What is required - Count how many lines of the material below contain the string "post", where uppercase and lowercase letters are treated as different, and respond with that number alone.

──────── Listed records ────────

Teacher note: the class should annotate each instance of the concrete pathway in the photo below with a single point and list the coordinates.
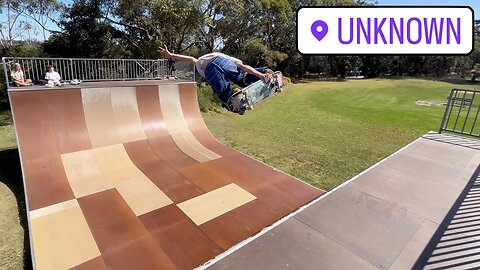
(417, 209)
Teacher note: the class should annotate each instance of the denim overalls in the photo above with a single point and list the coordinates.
(221, 71)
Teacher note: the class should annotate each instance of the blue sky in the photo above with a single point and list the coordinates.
(475, 4)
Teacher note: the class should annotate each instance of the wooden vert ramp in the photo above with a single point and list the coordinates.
(126, 175)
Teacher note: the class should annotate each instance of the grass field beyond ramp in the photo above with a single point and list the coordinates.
(321, 132)
(326, 132)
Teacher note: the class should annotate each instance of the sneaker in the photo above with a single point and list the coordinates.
(236, 103)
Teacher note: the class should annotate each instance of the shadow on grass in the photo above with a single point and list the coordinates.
(11, 176)
(5, 118)
(455, 243)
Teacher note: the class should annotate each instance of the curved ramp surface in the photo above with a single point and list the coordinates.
(127, 176)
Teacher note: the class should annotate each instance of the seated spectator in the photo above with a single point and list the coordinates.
(52, 77)
(18, 77)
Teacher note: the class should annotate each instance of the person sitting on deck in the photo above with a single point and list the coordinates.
(52, 77)
(219, 70)
(18, 77)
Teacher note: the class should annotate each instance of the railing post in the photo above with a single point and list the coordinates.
(5, 72)
(449, 103)
(71, 69)
(123, 69)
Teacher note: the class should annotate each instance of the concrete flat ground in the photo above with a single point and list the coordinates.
(417, 209)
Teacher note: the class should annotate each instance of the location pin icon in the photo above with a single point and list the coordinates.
(319, 33)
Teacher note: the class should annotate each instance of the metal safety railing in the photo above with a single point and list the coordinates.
(462, 113)
(87, 69)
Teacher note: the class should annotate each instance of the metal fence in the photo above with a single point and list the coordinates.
(86, 69)
(461, 113)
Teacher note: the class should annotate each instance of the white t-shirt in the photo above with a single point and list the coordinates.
(203, 61)
(52, 76)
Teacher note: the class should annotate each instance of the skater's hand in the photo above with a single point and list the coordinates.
(164, 52)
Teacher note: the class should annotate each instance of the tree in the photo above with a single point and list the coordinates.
(85, 33)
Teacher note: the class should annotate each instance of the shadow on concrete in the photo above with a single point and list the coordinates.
(455, 244)
(11, 176)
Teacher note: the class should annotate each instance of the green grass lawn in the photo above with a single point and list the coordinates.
(326, 132)
(320, 132)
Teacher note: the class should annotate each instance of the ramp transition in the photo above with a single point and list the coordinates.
(126, 175)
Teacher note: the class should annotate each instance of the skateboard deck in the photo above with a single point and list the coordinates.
(259, 90)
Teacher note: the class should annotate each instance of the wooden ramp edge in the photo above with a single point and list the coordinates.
(129, 177)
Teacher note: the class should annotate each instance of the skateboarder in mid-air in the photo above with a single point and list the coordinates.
(219, 70)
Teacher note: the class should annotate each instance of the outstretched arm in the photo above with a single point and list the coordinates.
(179, 57)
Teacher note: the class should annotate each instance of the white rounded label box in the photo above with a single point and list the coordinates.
(428, 30)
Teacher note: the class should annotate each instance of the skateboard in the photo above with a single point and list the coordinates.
(259, 90)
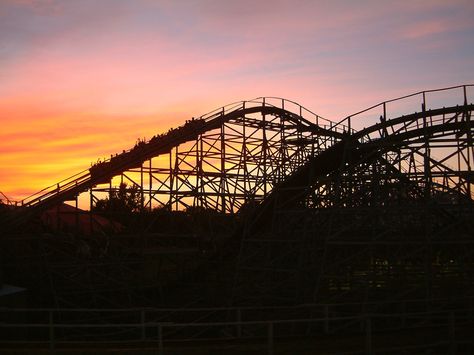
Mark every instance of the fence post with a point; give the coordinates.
(142, 321)
(160, 339)
(239, 322)
(452, 333)
(51, 332)
(270, 338)
(326, 319)
(368, 336)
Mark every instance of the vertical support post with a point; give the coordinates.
(91, 205)
(270, 338)
(197, 196)
(52, 345)
(160, 339)
(223, 177)
(452, 333)
(238, 317)
(326, 319)
(142, 322)
(171, 181)
(150, 177)
(175, 173)
(142, 193)
(265, 149)
(76, 212)
(368, 336)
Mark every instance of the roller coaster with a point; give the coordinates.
(264, 203)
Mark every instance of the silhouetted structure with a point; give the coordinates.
(264, 204)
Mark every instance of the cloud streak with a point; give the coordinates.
(83, 79)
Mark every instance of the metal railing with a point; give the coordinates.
(169, 328)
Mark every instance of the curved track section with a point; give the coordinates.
(392, 199)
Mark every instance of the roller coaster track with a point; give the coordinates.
(331, 138)
(297, 178)
(104, 171)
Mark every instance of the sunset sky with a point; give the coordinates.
(81, 79)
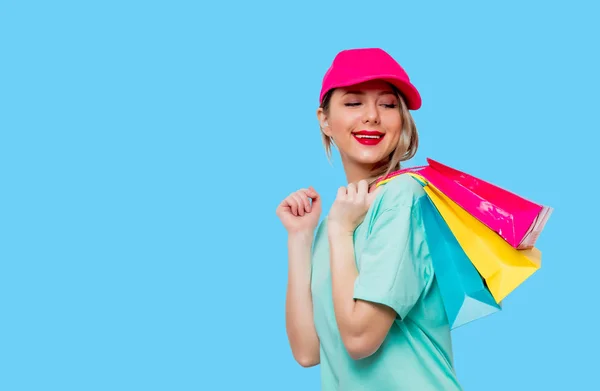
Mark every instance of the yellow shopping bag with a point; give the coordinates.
(502, 266)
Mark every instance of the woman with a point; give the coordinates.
(363, 302)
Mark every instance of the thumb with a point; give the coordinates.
(312, 193)
(372, 195)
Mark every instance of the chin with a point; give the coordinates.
(369, 157)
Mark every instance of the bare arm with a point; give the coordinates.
(363, 325)
(299, 318)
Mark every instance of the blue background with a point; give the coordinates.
(145, 145)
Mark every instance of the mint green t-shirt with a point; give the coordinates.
(395, 269)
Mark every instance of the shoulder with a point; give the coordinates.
(402, 191)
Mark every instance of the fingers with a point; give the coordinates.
(299, 202)
(362, 190)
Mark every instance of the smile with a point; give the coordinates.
(366, 137)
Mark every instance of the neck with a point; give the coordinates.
(356, 172)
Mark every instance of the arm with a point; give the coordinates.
(299, 319)
(363, 325)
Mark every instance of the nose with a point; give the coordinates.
(371, 114)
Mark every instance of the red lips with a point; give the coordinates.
(368, 137)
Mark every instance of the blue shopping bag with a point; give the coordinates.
(465, 295)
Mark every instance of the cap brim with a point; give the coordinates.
(408, 90)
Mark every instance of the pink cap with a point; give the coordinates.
(355, 66)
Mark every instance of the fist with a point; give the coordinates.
(300, 211)
(350, 207)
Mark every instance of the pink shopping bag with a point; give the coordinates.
(517, 220)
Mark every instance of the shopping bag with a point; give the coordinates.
(502, 266)
(516, 219)
(465, 296)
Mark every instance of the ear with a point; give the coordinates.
(322, 118)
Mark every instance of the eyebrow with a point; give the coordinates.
(357, 92)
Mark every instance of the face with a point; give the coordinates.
(364, 122)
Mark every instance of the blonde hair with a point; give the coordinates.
(407, 146)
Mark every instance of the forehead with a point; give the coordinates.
(373, 86)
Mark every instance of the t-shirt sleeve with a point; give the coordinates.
(392, 266)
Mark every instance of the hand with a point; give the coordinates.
(350, 207)
(297, 213)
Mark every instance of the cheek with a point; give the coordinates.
(343, 124)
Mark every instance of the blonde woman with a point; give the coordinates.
(362, 298)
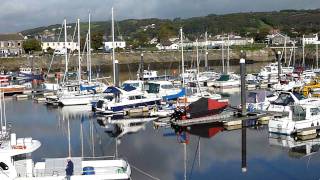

────────

Problem solution - 3